[BRANO DA LEGGERE]
::::::::
Tra rifiuti e donazioni: a Parma raccolti 1.180.630 kg di abiti usati nel 2016

GESTIONE E BENEFICIARI, TRA SCOPI BENEFICI E SMISTAMENTI PARALLELI

Cassonetti abiti usati“I vestiti usati del nostro Paese e del Nord Europa gonfiano i portafogli della criminalità organizzata”. Così scriveva L’Espresso il 28 giugno 2017 riferendosi allo scandalo che aveva visto come protagonisti i ben noti cassonetti gialli, quelli predisposti alla raccolta di abiti usati a scopo di beneficenza. Questo business milionario era stato denunciato anche da la Repubblica il 16 gennaio 2015 in un articolo che sottolineava l’ambiguità di un processo che dovrebbe svolgere una funzione di aiuto sociale ma che in più occasioni ha invece riempito le tasche della malavita. Un mercato globalizzato sul quale si sono buttate anche aziende profit, mettendo in piedi un traffico che talvolta si è rivelato illegale, come ha portato alla luce un’inchiesta della Direzione distrettuale antimafia di Firenze che ha visto coinvolte 98 persone e 61 società, con ipotesi di reato di associazione a delinquere e traffico illecito di rifiuti. Si tratta di un vero e proprio mercato da milioni di euro e che conta su 110.000 tonnellate di materiale raccolto ogni anno in tutta Italia.
::::::::
[DATI MOSTRATI]
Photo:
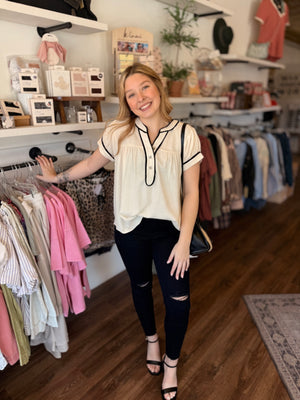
::::::::
[COMPITI]
a) Secondo il brano sulla raccolta di abiti usati, quante persone e quante società ha coinvolto l'inchiesta della Direzione distrettuale antimafia di Firenze?
b) Prosegui il brano sulla raccolta di abiti usati dopo la sua ultima frase.

[RISULTATI]
a) 98 persone e 61 società.

b)
Anche a Parma sono state riscontrate situazioni ‘opache’ per quanto riguarda la raccolta degli abiti usati. Nel giugno 2014, attraverso un comunicato stampa del Comune, l’allora assessore dell’ambiente Gabriele Folli lamentava varie irregolarità e fenomeni di abusivismo: molti raccoglitori, posizionati peraltro in punti pericolosi, risultavano appartenere a società provenienti da fuori provincia senza le necessarie autorizzazioni e a fini di lucro. La situazione sembra essersi risolta nel gennaio del 2015 attraverso la rimozione dalle strade dei cassonetti abusivi, ma come funziona, ad oggi, la raccolta e la gestione a Parma?
Indagare su questa attività, in cui intervengono diversi protagonisti che si occupano delle varie fasi del ciclo degli abiti usati, dalla raccolta alla donazione al riutilizzo, non è un compito facile. Paradossale come per seguire un’attività caratterizzata come a scopo sociale e benefico, ci si debba scontrare con un dedalo di segreterie, muri di silenzi e rimbalzi da un ufficio all’altro. Ma partiamo dall’inizio e dai numeri: nel 2016, secondo i dati dal settore Ambiente del Comune, sono stati raccolti 1.180.630 kg di indumenti usati.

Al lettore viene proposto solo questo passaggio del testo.